### ACTIONS DEMANDÉES
A. Résumez sous forme de liste le paragraphe de l'article qui commence par « Le projet de loi relatif à l'organisation » en conservant ses faits principaux.
B. Recopiez, s'il vous plaît, le passage de l'article qui débute par "Si la nécessité" et s'achève sur "nombre de professionnels.".

### SOURCE
########################################
Si la nécessité de réorganiser substantiellement la profession de transitaire, désormais appelée commissaire en douane, ne fait aucun doute, le nouveau projet de loi, qui s’est fixé beaucoup d’ambitions, est source d’inquiétude pour bon nombre de professionnels.
Le projet de loi relatif à l’organisation de la profession du commissaire en douane, disponible sur le site du Secrétariat général du gouvernement, suscite de multiples interrogations auprès de la profession de transitaire dont l’appellation consacrée est désormais : le commissaire en douane. Au regard de la note de présentation, la raison d’être de ce nouvel arsenal juridique est, entre autres, de répondre aux nouvelles exigences du commerce extérieur, tout en définissant les droits et devoirs du commissaire en douane. De plus, ce dispositif confectionné par l’Administration des Douanes et Impôts directs (ADII), vise à arrimer la profession sur les standards internationaux, tout en améliorant le professionnalisme du commissaire en douane. A ce stade, il est aussi utile de souligner que ce projet de loi se singularise par la variété des aspects réglementaires (conditions d’accès et d’exercice, organisation de la profession, régime disciplinaire, etc.). Interpellé par nos soins sur cette nouvelle mouture qui agite la profession, Mohamed Yacine Sbai, Administrateur-adjoint de Gazet Trans, société de transit et de transport, s’offusque du fait que le projet de loi regroupe désormais les commissaires en douane autour d’un groupement professionnel dont la mission est d’être l’interlocuteur unique auprès de l’Administration. «A l’instar des professions d’avocat et de médecin, le métier de transitaire est réglementé. Ce qui serait plus judicieux, c’est de créer un Ordre des commissaires en douane, au lieu du Groupement professionnel», confie-t-il. A noter qu’outre le groupement professionnel, le nouveau projet de loi instaure un fonds commun de garantie et une commission consultative chargée de donner son avis sur les demandes d’octroi d’agrément dont l’obtention est obligatoire pour l’exercice de la profession de commissaire en douane. D’ailleurs, l’Administrateur-adjoint de Gazet Trans conteste cette nouvelle appellation de «commissaire en douane», qui, à ses yeux, n’est pas adaptée avec l’instauration d’un groupement professionnel directement importé du secteur bancaire marocain. Celui-ci rappelle que l’activité bancaire est différente de celle de commissaire en douane, qui a des modèles économique et administratif totalement différents.
########################################
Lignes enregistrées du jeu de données

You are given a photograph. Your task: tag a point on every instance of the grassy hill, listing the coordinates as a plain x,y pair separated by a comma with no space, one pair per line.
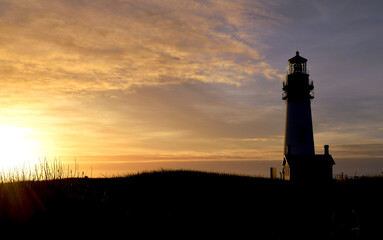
186,204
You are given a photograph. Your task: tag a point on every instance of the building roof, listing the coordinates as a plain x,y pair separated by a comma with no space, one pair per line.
297,59
315,160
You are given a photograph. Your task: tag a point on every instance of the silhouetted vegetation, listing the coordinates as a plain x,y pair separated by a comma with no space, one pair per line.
187,204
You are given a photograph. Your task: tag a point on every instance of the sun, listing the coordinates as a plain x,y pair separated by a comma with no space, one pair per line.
19,146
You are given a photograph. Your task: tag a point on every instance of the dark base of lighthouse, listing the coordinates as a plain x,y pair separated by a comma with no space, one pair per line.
307,167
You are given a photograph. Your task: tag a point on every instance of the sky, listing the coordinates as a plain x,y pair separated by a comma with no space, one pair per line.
117,83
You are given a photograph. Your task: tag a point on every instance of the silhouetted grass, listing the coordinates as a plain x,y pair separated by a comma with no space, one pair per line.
192,204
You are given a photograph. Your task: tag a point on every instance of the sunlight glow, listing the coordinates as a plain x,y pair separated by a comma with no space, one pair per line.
18,147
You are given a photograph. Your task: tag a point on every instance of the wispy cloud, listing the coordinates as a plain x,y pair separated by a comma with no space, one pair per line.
103,45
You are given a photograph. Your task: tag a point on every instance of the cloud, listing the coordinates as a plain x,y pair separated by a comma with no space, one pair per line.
104,45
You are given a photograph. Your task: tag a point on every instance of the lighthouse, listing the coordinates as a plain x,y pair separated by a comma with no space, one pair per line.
300,161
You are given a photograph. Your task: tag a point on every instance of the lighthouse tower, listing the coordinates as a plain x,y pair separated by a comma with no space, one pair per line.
300,160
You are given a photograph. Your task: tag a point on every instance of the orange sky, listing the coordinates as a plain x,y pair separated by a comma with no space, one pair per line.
195,79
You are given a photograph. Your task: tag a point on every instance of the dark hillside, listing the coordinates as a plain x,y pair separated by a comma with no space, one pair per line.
187,204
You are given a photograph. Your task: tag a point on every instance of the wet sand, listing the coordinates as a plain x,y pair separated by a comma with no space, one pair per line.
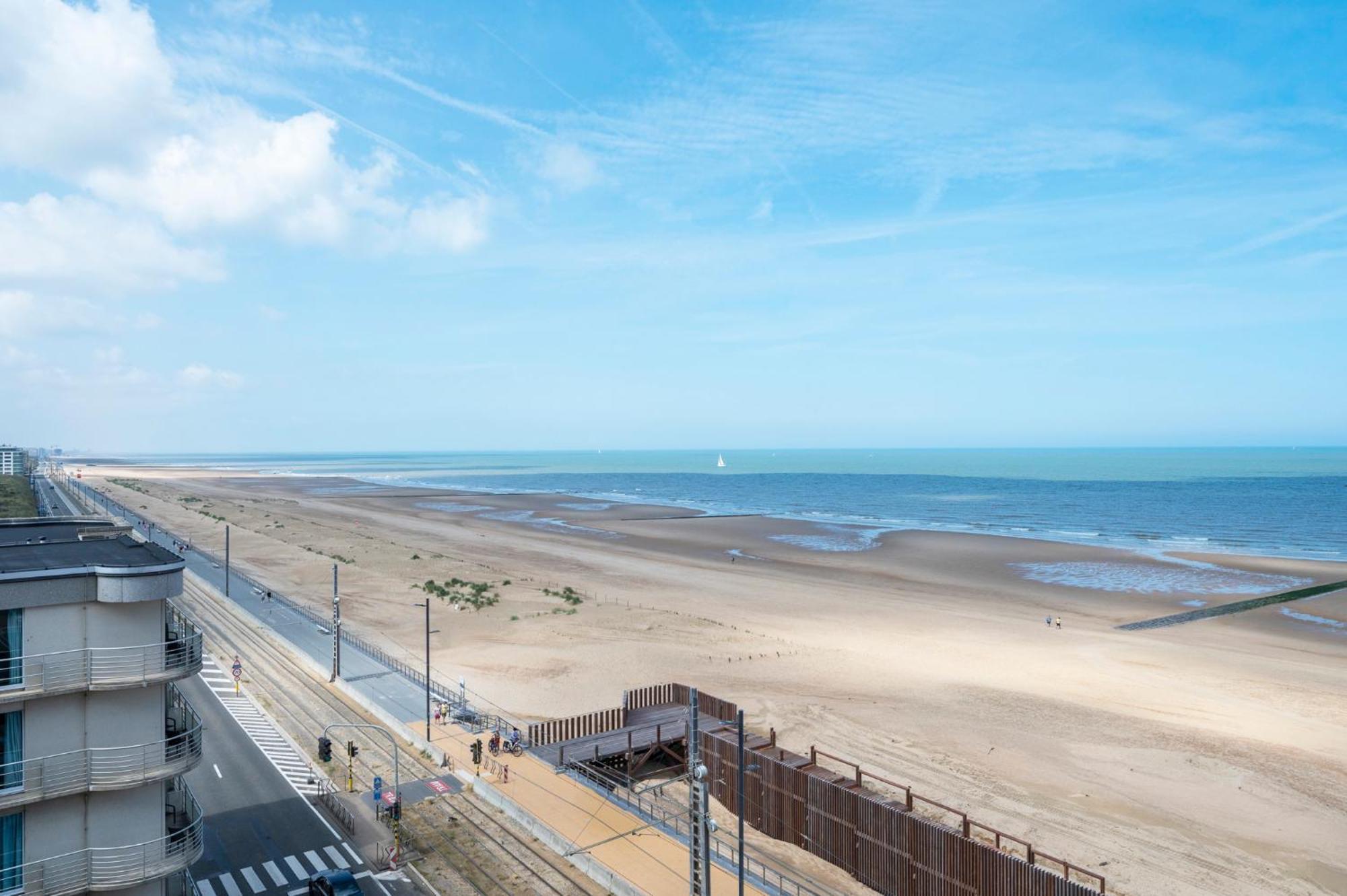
1209,758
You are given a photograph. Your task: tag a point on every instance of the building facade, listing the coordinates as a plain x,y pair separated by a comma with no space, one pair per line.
95,736
14,462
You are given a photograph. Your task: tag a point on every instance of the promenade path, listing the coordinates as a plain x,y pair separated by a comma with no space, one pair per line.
653,860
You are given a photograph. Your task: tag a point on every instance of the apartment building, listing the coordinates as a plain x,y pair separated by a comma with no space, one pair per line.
14,462
95,736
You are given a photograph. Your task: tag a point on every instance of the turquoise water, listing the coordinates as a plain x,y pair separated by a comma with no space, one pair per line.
1272,501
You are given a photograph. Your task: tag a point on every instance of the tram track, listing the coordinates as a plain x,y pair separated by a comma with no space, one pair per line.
483,850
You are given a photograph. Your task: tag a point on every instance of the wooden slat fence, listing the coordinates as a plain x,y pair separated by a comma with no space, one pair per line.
597,723
878,840
650,696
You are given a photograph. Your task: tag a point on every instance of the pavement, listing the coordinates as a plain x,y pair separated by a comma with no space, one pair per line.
574,812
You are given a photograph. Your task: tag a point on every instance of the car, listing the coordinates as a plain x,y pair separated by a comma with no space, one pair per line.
333,883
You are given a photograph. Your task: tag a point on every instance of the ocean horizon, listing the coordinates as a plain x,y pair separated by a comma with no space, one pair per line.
1284,502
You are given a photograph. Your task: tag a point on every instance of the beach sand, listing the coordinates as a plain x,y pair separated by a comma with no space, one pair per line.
1208,758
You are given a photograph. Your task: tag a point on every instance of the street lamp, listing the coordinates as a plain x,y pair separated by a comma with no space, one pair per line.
429,633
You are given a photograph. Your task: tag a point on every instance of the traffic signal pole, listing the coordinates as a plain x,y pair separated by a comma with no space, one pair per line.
398,786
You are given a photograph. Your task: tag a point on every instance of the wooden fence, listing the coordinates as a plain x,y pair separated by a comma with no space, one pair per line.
878,840
597,723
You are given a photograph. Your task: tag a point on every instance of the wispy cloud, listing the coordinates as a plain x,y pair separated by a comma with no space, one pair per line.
1283,234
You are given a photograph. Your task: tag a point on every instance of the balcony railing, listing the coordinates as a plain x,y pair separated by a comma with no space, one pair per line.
76,771
117,867
104,668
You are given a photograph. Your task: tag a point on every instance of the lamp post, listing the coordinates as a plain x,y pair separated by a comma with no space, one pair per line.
429,633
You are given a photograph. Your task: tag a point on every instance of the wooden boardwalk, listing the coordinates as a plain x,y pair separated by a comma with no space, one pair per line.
646,730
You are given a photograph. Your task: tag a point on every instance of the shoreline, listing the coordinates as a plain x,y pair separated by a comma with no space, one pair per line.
926,657
1159,547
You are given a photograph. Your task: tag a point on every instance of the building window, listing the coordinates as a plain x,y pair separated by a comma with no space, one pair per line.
11,648
11,751
11,854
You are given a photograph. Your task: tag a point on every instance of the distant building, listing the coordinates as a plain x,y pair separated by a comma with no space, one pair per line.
14,462
95,736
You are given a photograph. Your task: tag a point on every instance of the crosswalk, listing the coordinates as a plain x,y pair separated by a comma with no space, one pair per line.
261,730
290,874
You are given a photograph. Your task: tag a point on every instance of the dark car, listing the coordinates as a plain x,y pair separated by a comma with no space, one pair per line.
333,883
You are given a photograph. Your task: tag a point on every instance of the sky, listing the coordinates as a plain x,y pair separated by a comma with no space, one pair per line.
623,223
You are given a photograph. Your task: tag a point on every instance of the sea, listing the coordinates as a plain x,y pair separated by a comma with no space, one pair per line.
1287,502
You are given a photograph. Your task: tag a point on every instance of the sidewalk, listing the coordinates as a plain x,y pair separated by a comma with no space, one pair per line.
654,862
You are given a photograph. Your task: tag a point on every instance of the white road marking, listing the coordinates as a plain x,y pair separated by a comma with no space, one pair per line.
337,858
227,881
251,876
275,874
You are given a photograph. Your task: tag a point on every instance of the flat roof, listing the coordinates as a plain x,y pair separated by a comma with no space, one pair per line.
22,530
123,555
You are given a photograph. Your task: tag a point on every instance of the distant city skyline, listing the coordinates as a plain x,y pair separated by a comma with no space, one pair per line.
249,226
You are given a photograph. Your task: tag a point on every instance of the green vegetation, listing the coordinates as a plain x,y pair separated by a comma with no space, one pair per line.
568,594
17,498
460,591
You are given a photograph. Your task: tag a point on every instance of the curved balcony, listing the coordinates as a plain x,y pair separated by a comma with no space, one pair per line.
117,867
107,767
104,668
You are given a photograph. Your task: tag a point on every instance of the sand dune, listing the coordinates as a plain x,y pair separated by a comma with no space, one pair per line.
1208,758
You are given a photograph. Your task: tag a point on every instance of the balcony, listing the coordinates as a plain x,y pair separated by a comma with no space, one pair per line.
104,668
118,867
107,767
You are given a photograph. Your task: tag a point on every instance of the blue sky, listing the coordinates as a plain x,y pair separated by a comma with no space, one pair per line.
244,225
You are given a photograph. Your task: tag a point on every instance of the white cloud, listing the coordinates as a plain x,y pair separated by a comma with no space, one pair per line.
90,85
100,108
455,225
201,376
77,244
568,167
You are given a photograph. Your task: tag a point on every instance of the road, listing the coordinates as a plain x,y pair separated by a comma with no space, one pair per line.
262,836
387,688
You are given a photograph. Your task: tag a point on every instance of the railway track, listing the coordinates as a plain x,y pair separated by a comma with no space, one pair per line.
484,851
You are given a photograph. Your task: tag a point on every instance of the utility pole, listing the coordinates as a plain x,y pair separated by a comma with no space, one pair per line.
698,840
429,633
742,801
336,629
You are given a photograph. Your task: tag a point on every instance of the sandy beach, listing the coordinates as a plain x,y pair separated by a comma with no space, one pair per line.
1208,758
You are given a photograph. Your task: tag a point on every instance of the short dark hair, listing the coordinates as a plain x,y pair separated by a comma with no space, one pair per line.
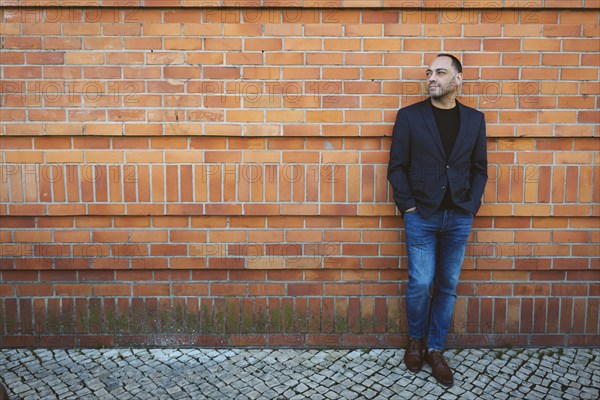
456,65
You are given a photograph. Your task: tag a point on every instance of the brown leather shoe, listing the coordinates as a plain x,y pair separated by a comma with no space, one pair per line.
439,368
413,355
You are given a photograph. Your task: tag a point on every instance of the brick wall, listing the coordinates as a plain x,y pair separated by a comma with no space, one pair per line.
175,173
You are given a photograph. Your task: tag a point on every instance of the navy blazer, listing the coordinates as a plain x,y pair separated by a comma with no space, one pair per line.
418,170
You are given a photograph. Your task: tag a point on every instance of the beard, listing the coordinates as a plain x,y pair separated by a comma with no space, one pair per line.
438,91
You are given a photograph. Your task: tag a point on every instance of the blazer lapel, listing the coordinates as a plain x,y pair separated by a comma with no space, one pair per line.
462,131
430,121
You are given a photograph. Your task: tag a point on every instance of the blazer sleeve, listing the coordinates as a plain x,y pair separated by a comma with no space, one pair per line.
479,165
399,163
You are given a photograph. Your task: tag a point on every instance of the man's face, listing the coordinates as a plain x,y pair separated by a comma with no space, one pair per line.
441,78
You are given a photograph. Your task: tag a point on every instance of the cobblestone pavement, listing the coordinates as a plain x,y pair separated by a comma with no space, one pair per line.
549,373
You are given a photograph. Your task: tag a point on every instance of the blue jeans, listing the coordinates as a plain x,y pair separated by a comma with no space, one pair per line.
436,249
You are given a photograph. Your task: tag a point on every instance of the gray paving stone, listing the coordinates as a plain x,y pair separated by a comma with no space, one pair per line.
287,374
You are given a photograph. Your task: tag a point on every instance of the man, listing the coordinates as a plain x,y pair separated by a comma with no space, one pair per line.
438,171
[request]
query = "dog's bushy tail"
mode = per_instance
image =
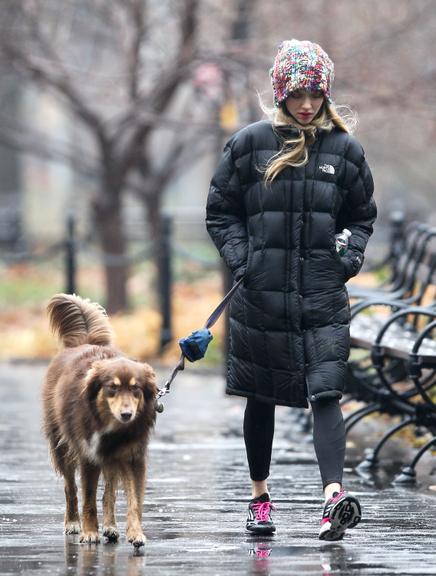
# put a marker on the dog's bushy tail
(77, 321)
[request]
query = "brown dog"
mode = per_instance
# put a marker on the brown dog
(99, 409)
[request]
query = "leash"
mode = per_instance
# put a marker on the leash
(194, 346)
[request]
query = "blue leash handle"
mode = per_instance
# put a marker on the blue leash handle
(194, 346)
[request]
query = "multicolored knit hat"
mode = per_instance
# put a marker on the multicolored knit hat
(301, 65)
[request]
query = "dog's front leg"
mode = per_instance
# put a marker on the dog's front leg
(110, 530)
(134, 481)
(89, 475)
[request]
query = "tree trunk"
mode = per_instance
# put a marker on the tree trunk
(110, 229)
(154, 218)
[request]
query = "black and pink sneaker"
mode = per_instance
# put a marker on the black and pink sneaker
(341, 511)
(259, 519)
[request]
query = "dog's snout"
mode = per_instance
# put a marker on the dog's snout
(126, 415)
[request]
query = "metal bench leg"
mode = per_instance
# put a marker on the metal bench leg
(371, 461)
(352, 419)
(408, 473)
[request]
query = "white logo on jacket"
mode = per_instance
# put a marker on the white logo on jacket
(327, 168)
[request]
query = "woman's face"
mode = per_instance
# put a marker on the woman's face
(304, 105)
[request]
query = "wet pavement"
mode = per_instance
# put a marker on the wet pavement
(195, 502)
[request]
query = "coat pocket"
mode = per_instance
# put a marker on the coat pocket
(340, 265)
(249, 265)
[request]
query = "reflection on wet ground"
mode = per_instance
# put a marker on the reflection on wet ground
(194, 511)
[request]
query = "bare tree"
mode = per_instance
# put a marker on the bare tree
(118, 73)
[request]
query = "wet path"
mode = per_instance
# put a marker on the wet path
(194, 511)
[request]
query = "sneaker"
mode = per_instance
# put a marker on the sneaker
(259, 519)
(341, 511)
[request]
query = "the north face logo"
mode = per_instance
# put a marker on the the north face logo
(327, 168)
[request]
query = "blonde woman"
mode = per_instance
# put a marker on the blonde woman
(283, 189)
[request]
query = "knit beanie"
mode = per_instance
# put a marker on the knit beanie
(301, 65)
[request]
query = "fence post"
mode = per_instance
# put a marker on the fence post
(165, 280)
(70, 255)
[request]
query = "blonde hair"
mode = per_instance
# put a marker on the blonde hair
(294, 150)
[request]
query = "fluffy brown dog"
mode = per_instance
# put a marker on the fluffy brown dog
(99, 409)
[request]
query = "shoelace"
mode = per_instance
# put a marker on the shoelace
(262, 510)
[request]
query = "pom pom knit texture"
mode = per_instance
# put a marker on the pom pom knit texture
(301, 65)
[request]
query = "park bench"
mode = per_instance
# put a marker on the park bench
(407, 279)
(398, 372)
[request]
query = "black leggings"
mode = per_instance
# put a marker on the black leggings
(328, 438)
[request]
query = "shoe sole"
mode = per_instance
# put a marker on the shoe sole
(261, 529)
(346, 514)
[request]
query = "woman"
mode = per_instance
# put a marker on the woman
(282, 190)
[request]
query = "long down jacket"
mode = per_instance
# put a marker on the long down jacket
(289, 321)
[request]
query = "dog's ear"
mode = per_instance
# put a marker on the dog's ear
(92, 382)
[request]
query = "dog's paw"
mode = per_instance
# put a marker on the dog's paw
(137, 538)
(89, 537)
(111, 533)
(72, 527)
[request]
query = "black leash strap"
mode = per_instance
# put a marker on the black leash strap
(181, 363)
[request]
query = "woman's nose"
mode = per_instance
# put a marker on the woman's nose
(307, 103)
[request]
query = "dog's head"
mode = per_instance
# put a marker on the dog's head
(121, 388)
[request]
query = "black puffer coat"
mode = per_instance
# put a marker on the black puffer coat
(289, 322)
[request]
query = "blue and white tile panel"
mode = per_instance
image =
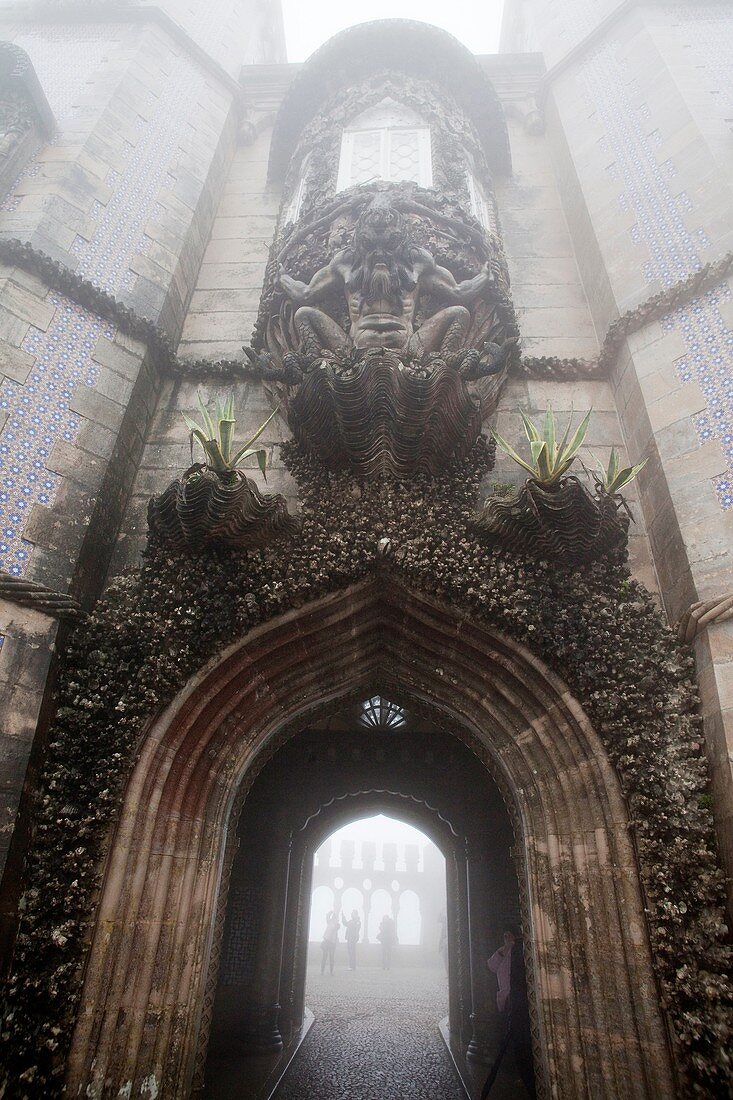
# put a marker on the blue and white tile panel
(39, 413)
(662, 222)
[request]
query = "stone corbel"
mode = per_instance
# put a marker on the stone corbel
(59, 605)
(703, 614)
(529, 112)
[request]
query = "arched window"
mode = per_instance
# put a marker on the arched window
(293, 210)
(480, 207)
(321, 903)
(387, 141)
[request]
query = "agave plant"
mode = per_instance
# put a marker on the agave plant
(216, 437)
(614, 477)
(550, 459)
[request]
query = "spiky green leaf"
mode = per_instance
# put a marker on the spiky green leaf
(507, 449)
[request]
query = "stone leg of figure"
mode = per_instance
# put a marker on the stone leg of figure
(444, 332)
(318, 333)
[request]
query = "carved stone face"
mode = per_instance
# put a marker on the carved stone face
(381, 229)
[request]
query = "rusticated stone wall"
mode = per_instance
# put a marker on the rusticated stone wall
(123, 194)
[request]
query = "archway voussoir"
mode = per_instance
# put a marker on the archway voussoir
(517, 717)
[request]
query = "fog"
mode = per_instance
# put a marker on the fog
(308, 24)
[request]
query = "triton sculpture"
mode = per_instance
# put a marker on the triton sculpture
(383, 275)
(381, 356)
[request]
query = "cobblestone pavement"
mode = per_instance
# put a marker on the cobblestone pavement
(375, 1037)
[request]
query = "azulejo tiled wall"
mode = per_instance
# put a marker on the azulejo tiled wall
(665, 224)
(39, 409)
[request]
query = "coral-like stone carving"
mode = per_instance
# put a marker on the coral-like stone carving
(378, 415)
(562, 524)
(201, 510)
(387, 330)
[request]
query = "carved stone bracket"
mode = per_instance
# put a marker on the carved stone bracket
(39, 597)
(702, 614)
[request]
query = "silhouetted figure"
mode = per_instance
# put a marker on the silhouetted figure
(442, 942)
(387, 937)
(507, 964)
(353, 927)
(329, 942)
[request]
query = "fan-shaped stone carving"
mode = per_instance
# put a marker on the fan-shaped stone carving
(564, 524)
(201, 510)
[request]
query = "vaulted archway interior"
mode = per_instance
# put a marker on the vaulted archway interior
(379, 755)
(276, 703)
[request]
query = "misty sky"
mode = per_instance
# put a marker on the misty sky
(308, 23)
(381, 828)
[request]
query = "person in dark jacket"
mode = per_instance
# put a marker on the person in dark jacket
(329, 942)
(387, 937)
(353, 928)
(507, 964)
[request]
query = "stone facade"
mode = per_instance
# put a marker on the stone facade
(160, 165)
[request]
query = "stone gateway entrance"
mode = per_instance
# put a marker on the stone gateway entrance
(390, 384)
(154, 965)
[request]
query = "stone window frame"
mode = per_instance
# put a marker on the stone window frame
(375, 120)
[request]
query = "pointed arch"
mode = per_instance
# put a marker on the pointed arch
(602, 1029)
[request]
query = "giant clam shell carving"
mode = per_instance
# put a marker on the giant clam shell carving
(381, 416)
(200, 512)
(564, 524)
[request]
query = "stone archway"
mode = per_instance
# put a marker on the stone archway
(602, 1029)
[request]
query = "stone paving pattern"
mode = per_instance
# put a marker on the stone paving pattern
(375, 1037)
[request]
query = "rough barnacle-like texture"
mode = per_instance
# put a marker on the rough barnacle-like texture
(200, 510)
(564, 524)
(593, 626)
(375, 343)
(379, 416)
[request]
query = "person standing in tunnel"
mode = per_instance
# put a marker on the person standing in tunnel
(329, 942)
(387, 937)
(507, 964)
(353, 928)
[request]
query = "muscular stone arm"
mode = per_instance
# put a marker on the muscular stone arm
(439, 281)
(304, 294)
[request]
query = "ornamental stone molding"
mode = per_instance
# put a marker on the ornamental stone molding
(598, 1010)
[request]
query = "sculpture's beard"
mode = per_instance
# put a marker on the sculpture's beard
(382, 286)
(382, 281)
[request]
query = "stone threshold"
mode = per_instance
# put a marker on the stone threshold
(472, 1075)
(266, 1088)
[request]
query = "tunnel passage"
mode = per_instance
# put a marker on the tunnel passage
(323, 778)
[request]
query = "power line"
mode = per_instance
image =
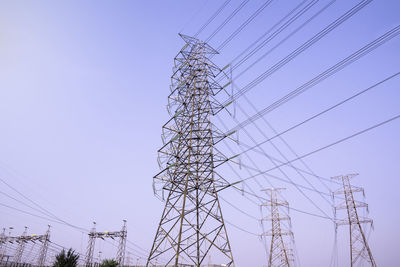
########################################
### LISTE DES RÉPONSES
A.
- Le projet de loi sur l'organisation de la profession de commissaire en douane est disponible sur le site du Secrétariat général du gouvernement. Il suscite de nombreuses interrogations chez les transitaires, désormais appelés commissaires en douane.
- Selon la note de présentation, il vise notamment à répondre aux nouvelles exigences du commerce extérieur et à définir les droits et devoirs du commissaire en douane.
- Élaboré par l'Administration des Douanes et Impôts directs (ADII), il doit aligner la profession sur les standards internationaux et améliorer son professionnalisme.
- Il couvre des aspects réglementaires variés : conditions d'accès et d'exercice, organisation de la profession, régime disciplinaire, etc.
- Il crée un groupement professionnel, interlocuteur unique auprès de l'Administration, ainsi qu'un fonds commun de garantie. Il institue aussi une commission consultative qui donne son avis sur les demandes d'agrément, obligatoire pour exercer.
- Mohamed Yacine Sbai, administrateur-adjoint de Gazet Trans, critique ce groupement. Il préférerait un Ordre des commissaires en douane, le métier étant réglementé comme ceux d'avocat et de médecin.
- Il conteste aussi l'appellation « commissaire en douane », qu'il juge inadaptée avec un groupement importé du secteur bancaire marocain. Selon lui, l'activité bancaire a des modèles économique et administratif totalement différents.

B.
Si la nécessité de réorganiser substantiellement la profession de transitaire, désormais appelée commissaire en douane, ne fait aucun doute, le nouveau projet de loi, qui s’est fixé beaucoup d’ambitions, est source d’inquiétude pour bon nombre de professionnels.